OPINION FILED JUNE 24, 1980.

ANGELINE R. KAVANAUGH, PLAINTIFF-APPELLEE,

v.

ESTATE OF JOSEPH M. DOBROWOLSKI, DECEASED, DEFENDANT-APPELLANT.



APPEAL from the Circuit Court of Cook County; the Hon. RAYMOND E. TRAFELET, Judge, presiding.

MR. PRESIDING JUSTICE PERLIN DELIVERED THE OPINION OF THE COURT:

Rehearing denied July 23, 1980.

Angeline R. Kavanaugh, plaintiff-appellee, filed a claim against the estate of Joseph M. Dobrowolski (Alexander Dobrowolski, executor), defendant-appellant (hereinafter referred to as the Estate), for the proceeds from the sale by decedent during his lifetime of certain real estate. The claim alleged that, pursuant to an agreement between decedent and Kavanaugh, said proceeds were to be held by decedent in trust for her benefit. After a bench trial, judgment in the form of a fifth class claim *fn1 was entered in favor of plaintiff in the amount of $62,258. The Estate appeals from this judgment. The issues presented for review are (1) whether a written agreement between decedent and plaintiff was enforceable as a declaration of trust; (2) whether the trial court erred in determining that the agreement between decedent and plaintiff was signed by decedent and thereby erred in admitting it into evidence; (3) whether the trial court erred in admitting certain parol evidence; (4) whether the trial court erred in denying defendant's motion for a directed verdict; and (5) whether the trial court erred in entering judgment in favor of plaintiff.

◆ TASKS ◆
**A)** Answer each question from the court opinion:
(i) On what date was rehearing denied?
(ii) Which judge presided in the Circuit Court of Cook County?
(iii) What amount was the judgment entered in favor of the plaintiff?
**B)** List every issue the court opinion says is presented for review.
The items that follow come from a separate source and are unrelated to the court opinion.

◆ MATERIAL PROVIDED ◆
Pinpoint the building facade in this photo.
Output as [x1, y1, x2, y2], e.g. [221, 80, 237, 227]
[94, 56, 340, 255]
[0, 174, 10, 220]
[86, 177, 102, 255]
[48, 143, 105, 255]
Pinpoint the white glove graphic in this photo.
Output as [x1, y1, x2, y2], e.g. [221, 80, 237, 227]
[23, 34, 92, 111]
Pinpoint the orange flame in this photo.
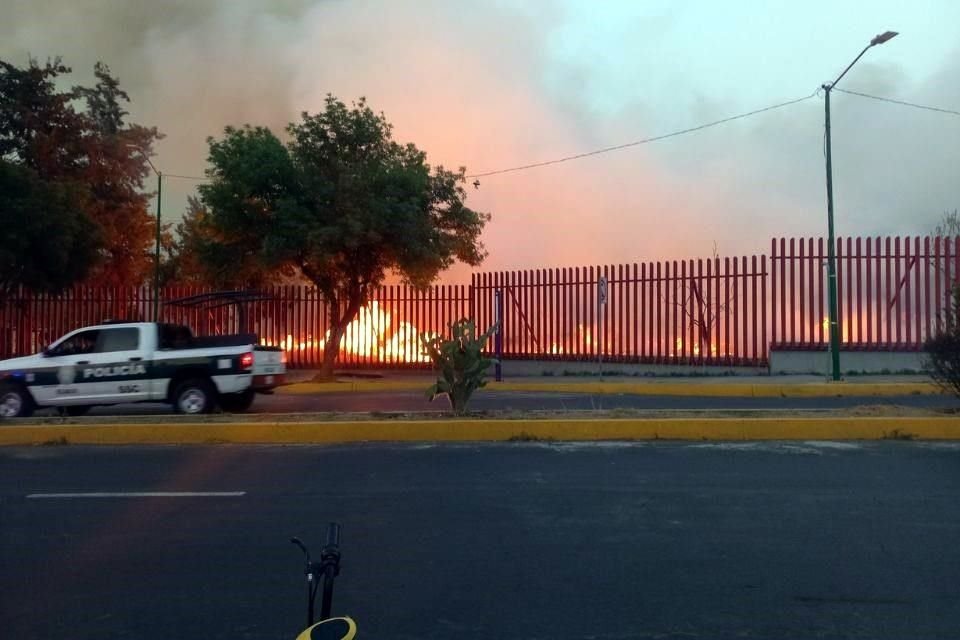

◆ RESPONSES IN ORDER ◆
**A)**
(i) July 23, 1980
(ii) The Hon. Raymond E. Trafelet
(iii) $62,258

**B)**
1. Whether a written agreement between decedent and plaintiff was enforceable as a declaration of trust
2. Whether the trial court erred in determining that the agreement between decedent and plaintiff was signed by decedent and thereby erred in admitting it into evidence
3. Whether the trial court erred in admitting certain parol evidence
4. Whether the trial court erred in denying defendant's motion for a directed verdict
5. Whether the trial court erred in entering judgment in favor of plaintiff